Set exercise:
Reproduce the records without any change, everything from the line containing "target: gray and white striped bedding" down to the line containing "POLYGON ((177 115, 167", both of those lines included.

* BEGIN Provided records *

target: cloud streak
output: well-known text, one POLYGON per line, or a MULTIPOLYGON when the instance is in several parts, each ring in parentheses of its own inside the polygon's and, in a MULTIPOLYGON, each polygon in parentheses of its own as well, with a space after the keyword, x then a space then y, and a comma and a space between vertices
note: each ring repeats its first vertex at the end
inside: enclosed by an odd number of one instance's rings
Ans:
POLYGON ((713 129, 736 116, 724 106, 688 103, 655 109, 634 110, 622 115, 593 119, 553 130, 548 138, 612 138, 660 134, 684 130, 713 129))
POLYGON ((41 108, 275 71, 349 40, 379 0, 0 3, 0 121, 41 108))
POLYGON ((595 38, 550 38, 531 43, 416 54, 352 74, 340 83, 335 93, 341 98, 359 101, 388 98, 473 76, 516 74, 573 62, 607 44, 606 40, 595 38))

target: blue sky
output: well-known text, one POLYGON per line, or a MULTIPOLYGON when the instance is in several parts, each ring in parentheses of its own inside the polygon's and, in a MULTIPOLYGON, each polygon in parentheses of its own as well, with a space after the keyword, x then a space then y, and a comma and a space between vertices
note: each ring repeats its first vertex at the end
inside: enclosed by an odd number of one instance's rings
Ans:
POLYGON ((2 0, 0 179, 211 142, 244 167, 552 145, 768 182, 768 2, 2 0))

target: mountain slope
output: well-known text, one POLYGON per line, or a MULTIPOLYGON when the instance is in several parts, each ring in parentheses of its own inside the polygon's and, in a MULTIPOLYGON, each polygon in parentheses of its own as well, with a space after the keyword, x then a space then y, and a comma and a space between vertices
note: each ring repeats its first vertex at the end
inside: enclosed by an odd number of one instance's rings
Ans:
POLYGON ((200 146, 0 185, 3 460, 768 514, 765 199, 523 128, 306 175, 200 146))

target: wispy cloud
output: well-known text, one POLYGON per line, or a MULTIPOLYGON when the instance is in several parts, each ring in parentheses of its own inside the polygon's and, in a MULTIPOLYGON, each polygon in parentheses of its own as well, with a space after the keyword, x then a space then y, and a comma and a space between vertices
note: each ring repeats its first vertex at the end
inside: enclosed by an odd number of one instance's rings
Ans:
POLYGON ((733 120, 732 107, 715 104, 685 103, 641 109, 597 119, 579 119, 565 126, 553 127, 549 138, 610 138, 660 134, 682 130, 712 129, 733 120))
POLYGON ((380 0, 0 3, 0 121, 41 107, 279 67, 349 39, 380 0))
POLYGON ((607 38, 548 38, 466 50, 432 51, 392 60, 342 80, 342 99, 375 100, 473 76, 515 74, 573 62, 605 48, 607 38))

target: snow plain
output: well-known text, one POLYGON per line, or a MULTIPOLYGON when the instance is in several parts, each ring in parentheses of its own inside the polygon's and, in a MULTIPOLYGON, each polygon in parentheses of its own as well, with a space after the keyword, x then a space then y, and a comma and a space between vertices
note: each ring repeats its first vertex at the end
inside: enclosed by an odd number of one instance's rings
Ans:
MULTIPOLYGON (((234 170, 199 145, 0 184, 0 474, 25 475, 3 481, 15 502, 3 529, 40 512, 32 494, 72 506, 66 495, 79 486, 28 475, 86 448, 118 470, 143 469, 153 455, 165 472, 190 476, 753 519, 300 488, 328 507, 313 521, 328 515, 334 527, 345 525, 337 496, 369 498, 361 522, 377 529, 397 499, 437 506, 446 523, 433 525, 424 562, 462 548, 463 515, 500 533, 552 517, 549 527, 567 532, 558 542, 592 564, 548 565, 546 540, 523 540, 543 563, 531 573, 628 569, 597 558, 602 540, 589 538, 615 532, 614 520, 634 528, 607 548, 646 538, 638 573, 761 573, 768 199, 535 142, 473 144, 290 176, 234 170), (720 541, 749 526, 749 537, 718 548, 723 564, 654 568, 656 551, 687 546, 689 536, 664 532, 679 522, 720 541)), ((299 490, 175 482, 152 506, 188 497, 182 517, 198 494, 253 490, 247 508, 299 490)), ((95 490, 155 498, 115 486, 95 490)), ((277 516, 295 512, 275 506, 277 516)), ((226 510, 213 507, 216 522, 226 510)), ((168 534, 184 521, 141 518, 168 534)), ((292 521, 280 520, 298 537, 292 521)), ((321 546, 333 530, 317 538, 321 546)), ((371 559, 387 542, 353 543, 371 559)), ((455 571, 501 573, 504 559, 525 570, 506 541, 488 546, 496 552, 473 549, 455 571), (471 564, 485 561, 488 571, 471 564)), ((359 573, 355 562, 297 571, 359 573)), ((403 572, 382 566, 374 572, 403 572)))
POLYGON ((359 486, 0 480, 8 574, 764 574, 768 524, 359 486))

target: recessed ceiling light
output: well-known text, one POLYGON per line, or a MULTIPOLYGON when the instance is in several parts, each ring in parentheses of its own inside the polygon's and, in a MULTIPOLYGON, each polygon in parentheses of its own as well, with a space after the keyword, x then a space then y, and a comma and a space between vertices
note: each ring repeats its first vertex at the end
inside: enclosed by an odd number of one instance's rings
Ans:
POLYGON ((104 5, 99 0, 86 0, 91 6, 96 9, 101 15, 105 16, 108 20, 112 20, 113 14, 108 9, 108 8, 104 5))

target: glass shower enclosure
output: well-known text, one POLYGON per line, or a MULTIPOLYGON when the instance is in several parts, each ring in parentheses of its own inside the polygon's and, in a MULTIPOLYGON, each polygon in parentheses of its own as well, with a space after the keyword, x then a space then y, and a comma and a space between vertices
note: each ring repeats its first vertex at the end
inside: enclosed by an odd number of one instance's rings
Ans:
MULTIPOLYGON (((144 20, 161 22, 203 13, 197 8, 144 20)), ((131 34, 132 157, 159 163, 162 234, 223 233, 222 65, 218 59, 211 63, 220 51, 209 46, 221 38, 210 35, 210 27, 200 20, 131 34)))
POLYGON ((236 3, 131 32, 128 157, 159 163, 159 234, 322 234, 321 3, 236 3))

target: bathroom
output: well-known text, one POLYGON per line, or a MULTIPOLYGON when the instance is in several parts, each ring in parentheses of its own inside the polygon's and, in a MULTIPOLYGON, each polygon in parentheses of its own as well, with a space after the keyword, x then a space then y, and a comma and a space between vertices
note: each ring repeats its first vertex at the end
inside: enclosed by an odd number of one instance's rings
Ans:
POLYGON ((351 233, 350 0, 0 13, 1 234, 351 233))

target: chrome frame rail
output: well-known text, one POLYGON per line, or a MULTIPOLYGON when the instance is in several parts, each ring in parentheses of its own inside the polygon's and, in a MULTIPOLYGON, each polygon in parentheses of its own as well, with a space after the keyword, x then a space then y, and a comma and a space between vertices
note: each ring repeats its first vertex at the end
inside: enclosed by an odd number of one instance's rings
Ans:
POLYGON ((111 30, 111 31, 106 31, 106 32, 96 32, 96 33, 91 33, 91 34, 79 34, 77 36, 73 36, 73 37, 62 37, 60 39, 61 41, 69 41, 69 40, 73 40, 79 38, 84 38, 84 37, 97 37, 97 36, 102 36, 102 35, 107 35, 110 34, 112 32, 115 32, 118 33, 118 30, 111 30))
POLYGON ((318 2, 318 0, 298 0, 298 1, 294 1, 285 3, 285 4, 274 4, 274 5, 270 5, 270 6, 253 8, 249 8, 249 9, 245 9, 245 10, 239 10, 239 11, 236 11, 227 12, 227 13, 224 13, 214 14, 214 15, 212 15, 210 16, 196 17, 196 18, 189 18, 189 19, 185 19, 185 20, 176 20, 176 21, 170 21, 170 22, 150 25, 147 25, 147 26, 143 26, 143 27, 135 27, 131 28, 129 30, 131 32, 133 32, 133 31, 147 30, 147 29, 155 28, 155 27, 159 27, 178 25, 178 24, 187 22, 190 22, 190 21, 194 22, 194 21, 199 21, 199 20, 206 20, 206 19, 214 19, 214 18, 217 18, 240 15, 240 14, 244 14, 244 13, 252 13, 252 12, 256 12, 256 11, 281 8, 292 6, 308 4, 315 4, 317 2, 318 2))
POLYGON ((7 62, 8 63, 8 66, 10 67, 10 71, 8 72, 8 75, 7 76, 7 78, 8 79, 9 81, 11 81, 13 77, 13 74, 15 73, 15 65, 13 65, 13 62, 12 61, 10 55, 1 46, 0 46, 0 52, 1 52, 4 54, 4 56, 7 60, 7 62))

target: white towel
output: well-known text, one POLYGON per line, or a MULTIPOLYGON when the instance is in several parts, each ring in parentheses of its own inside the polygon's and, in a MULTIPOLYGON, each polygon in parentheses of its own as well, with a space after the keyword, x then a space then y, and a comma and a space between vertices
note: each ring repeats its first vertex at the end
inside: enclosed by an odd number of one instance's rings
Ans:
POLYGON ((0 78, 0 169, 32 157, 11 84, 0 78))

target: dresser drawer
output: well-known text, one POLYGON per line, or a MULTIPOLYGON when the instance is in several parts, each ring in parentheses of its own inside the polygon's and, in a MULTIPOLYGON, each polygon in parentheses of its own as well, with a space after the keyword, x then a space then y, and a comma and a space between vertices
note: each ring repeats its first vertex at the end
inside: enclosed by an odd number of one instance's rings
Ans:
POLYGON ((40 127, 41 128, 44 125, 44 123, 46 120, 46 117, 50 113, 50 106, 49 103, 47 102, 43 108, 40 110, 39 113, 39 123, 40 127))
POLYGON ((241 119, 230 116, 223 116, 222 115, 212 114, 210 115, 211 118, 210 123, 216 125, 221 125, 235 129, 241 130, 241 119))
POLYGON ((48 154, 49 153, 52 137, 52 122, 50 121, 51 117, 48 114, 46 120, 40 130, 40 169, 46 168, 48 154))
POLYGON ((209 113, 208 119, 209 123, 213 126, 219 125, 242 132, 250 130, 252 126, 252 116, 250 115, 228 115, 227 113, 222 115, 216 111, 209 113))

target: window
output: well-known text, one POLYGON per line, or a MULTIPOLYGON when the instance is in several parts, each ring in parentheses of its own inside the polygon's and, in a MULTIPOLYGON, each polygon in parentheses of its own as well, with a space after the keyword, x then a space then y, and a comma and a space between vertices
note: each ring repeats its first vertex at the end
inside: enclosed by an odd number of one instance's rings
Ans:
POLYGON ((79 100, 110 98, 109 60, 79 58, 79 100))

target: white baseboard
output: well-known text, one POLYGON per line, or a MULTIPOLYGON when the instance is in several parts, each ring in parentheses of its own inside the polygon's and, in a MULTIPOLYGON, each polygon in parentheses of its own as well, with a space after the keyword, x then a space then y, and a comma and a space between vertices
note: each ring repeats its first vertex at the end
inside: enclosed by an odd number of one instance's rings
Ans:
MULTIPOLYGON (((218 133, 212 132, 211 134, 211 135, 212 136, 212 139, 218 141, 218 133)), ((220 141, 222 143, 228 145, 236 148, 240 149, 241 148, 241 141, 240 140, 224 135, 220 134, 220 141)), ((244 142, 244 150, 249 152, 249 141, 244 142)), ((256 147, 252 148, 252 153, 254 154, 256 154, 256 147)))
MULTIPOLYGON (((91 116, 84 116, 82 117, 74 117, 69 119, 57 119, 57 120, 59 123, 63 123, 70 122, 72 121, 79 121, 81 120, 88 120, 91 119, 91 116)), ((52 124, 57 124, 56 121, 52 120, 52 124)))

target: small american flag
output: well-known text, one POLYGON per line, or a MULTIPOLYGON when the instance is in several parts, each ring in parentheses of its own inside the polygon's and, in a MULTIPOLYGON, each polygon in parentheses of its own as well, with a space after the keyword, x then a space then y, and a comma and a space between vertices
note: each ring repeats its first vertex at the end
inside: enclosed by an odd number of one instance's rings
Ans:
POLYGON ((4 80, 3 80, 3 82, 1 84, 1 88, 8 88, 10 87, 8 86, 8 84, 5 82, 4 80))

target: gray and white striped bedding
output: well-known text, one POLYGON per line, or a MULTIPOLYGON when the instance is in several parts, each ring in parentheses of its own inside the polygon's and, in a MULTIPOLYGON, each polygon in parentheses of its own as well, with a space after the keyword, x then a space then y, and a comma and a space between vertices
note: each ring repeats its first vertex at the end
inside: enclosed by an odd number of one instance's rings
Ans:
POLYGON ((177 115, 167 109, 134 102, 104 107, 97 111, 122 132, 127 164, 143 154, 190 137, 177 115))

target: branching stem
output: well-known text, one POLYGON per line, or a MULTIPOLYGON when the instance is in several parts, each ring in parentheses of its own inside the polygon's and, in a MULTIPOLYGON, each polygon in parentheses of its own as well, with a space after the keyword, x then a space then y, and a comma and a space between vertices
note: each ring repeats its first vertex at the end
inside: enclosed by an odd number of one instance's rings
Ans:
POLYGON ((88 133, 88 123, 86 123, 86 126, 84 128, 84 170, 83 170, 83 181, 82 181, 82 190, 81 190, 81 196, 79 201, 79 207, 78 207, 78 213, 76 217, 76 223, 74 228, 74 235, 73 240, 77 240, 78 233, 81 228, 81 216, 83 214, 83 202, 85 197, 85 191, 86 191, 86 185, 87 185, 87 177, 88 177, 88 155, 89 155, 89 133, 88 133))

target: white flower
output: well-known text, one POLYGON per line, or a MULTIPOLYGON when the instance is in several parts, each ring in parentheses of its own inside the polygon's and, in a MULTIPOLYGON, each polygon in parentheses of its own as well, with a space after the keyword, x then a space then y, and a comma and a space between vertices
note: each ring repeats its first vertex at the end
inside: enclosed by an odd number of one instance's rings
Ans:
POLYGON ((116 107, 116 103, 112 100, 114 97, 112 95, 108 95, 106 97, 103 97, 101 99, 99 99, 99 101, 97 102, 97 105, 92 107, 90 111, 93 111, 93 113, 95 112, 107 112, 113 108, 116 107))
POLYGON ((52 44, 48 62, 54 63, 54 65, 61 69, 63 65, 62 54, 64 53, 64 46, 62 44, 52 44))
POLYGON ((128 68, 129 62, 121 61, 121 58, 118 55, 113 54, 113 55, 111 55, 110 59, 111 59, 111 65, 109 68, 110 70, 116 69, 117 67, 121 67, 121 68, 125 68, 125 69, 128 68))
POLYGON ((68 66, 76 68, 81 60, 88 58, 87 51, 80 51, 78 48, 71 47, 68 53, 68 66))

* END Provided records *

Correct response:
target: gray and white striped bedding
output: well-known text, one POLYGON per line, or a MULTIPOLYGON when the instance is in several parts, each ring in parentheses of its own inside the polygon's and, in a MULTIPOLYGON, each polygon in parentheses of its own as well, with a space after the keyword, x then a space then y, and a comma and a space between vertices
note: each ring repeats its first vertex at the end
inside: enclosed by an odd number of one instance's rings
Ans:
POLYGON ((177 115, 167 109, 134 102, 104 107, 97 111, 122 132, 127 164, 143 154, 190 137, 177 115))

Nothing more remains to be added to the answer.